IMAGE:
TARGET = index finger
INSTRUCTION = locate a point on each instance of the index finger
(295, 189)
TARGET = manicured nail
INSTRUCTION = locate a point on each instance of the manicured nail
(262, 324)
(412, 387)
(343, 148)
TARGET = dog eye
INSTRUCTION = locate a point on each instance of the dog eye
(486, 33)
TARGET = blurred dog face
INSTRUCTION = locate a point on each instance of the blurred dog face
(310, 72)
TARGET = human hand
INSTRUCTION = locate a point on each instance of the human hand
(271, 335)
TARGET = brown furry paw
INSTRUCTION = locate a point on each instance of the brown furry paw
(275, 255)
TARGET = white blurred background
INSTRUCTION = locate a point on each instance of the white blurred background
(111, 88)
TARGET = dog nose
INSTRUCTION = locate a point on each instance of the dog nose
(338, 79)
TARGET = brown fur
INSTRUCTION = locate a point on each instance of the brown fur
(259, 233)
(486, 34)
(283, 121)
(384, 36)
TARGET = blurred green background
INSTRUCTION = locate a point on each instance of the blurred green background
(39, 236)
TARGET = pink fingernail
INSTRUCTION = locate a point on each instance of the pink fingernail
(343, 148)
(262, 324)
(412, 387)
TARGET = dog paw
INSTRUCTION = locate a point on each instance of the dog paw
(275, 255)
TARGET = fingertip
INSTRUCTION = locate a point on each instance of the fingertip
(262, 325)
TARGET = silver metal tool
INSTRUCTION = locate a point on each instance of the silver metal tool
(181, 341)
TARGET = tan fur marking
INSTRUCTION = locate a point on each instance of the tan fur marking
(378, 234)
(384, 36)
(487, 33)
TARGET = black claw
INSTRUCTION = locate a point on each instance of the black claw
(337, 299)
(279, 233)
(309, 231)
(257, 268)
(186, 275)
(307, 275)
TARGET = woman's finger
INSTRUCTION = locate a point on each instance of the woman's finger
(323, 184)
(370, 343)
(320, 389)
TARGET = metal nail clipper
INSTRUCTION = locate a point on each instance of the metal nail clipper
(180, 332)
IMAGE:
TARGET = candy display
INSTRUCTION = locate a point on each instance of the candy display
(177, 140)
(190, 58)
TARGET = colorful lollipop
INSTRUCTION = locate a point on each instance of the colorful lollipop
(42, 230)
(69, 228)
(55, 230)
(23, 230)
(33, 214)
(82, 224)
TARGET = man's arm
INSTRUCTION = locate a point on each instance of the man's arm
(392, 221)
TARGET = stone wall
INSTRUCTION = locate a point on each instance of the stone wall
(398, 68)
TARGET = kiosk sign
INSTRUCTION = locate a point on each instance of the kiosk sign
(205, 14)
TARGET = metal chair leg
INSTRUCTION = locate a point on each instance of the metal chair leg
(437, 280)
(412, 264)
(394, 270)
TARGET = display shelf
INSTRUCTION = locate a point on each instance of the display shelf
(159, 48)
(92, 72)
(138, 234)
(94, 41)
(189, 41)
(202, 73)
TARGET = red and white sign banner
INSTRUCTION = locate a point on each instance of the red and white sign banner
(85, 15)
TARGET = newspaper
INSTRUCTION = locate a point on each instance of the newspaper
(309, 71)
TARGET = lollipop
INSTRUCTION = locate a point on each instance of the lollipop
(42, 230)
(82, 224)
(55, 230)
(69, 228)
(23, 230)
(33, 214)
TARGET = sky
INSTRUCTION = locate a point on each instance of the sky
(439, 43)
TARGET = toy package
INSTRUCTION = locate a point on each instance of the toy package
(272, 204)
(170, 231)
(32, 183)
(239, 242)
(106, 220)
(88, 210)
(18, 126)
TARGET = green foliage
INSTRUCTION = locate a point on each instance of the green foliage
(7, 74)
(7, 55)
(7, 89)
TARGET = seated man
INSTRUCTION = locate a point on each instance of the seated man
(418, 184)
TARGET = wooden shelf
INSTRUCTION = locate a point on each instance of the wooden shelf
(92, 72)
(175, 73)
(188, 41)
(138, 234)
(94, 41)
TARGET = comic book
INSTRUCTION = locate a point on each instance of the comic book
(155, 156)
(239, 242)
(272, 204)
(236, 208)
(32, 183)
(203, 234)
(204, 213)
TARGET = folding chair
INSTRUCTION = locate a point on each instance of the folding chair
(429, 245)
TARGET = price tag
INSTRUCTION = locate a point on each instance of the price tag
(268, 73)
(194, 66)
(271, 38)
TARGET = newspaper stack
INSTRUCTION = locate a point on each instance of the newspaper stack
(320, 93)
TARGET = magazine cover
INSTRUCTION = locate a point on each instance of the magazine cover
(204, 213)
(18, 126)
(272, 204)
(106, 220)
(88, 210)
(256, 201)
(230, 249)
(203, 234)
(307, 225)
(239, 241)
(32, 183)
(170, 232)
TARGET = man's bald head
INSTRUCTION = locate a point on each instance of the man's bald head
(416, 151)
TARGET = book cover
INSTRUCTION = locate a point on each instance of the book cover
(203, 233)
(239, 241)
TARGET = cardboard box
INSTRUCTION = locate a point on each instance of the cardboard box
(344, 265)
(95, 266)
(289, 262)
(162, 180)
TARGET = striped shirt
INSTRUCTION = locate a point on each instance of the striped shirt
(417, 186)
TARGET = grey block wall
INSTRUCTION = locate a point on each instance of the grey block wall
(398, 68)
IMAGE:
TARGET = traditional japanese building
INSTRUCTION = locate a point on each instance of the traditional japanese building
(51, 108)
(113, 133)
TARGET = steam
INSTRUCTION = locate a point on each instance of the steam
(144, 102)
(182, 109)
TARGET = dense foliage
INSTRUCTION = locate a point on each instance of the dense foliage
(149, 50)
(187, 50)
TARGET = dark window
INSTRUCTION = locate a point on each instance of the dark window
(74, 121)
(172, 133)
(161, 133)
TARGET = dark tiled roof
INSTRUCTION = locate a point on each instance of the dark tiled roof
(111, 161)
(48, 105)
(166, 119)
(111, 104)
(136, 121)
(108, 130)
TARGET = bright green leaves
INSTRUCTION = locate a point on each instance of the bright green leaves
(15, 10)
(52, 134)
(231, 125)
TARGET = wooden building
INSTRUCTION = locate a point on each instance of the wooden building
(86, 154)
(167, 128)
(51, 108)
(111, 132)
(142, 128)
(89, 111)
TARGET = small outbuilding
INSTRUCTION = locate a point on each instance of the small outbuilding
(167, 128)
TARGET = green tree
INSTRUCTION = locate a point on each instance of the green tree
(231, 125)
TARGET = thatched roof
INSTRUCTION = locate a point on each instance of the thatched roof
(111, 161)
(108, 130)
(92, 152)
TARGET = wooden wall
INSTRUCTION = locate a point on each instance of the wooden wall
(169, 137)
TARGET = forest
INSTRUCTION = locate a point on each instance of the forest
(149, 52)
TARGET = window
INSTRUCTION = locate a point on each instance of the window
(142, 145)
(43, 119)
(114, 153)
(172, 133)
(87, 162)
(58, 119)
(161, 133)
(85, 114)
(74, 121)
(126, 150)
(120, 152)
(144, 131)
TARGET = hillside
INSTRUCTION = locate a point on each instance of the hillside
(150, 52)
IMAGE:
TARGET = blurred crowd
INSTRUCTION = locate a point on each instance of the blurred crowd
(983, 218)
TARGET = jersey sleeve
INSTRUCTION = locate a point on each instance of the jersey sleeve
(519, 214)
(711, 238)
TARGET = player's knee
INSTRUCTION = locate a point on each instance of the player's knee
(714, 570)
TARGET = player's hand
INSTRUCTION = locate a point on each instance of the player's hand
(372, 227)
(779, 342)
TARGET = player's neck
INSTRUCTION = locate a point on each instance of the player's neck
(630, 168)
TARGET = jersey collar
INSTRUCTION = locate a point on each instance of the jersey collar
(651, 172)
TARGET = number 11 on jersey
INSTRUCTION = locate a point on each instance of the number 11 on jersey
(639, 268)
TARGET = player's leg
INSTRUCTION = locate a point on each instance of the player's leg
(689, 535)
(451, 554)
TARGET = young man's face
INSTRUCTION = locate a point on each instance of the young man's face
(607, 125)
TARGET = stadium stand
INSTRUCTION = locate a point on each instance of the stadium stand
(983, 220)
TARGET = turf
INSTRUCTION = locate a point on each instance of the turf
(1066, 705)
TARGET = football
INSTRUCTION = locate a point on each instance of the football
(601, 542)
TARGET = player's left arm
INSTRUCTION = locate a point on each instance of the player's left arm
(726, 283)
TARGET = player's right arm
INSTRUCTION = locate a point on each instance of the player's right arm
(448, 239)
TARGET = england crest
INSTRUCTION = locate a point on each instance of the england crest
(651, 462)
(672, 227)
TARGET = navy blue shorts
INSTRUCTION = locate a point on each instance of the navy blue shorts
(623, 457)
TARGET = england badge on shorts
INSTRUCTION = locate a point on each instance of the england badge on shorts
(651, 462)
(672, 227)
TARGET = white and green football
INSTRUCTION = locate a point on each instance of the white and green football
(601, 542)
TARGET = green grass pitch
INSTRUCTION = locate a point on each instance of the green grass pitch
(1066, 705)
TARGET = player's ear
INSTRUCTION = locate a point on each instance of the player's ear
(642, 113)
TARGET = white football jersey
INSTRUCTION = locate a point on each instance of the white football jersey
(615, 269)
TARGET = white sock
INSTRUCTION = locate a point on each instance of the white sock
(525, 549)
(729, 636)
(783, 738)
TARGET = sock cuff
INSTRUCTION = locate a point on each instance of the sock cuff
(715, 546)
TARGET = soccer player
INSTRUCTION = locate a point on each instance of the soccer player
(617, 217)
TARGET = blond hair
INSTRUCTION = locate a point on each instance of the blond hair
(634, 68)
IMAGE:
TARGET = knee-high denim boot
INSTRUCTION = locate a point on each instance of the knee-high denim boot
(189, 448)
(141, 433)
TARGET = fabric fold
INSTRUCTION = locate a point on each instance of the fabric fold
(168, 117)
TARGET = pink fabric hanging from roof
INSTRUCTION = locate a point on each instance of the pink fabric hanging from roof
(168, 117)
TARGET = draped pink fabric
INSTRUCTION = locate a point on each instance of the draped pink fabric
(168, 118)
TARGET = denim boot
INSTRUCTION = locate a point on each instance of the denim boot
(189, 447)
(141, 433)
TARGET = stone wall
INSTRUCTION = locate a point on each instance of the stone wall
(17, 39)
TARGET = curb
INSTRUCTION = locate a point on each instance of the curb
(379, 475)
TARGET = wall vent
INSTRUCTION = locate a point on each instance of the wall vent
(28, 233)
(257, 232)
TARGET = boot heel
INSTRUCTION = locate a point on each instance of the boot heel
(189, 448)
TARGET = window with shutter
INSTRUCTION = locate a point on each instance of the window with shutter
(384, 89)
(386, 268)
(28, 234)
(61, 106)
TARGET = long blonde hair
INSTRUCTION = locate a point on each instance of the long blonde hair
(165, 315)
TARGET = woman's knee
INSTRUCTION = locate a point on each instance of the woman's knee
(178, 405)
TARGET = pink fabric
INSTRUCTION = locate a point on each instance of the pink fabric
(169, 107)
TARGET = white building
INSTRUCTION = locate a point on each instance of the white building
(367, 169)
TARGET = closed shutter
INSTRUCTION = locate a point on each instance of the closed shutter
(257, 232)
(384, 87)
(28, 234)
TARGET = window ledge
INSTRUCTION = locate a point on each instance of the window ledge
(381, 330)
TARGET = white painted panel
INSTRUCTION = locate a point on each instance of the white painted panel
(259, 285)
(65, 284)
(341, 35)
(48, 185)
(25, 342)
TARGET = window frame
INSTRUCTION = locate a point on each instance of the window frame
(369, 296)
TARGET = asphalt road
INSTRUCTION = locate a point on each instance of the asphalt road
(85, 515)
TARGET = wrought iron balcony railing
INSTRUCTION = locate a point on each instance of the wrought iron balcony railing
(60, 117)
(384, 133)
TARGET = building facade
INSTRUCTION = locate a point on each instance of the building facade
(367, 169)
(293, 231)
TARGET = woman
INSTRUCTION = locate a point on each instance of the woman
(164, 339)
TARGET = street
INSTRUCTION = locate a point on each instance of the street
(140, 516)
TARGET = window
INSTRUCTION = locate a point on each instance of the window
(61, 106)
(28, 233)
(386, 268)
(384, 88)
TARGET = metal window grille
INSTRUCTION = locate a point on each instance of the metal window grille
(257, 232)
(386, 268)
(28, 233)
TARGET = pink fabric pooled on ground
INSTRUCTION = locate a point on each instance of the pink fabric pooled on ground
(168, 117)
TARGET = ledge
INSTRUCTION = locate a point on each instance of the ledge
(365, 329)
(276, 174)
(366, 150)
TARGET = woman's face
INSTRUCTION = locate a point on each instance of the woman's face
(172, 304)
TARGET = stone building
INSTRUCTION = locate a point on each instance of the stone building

====

PROBLEM TO WORK ON:
Repeat word for word the lines running from the line containing "TARGET = building facade" to the end of the entries above, inclusive.

ANSWER IN FULL:
TARGET = building facade
INSTRUCTION = locate a point on each instance of the building facade
(367, 169)
(293, 231)
TARGET = woman
INSTRUCTION = locate a point on each instance of the woman
(164, 339)
TARGET = street
INSTRUCTION = locate a point on each instance of the street
(140, 516)
TARGET = window
INSTRUCTION = locate a point on each instance of the window
(61, 106)
(28, 233)
(386, 268)
(384, 88)
TARGET = metal window grille
INSTRUCTION = locate a point on each instance of the metal window grille
(257, 232)
(386, 268)
(28, 233)
TARGET = pink fabric pooled on ground
INSTRUCTION = locate a point on each instance of the pink fabric pooled on ground
(168, 117)
TARGET = ledge
INSTRUCTION = locate a point on each instance of the ledge
(365, 329)
(276, 174)
(366, 150)
TARGET = woman's face
INSTRUCTION = locate a point on each instance of the woman's face
(172, 304)
TARGET = stone building
INSTRUCTION = locate a point on each instance of the stone building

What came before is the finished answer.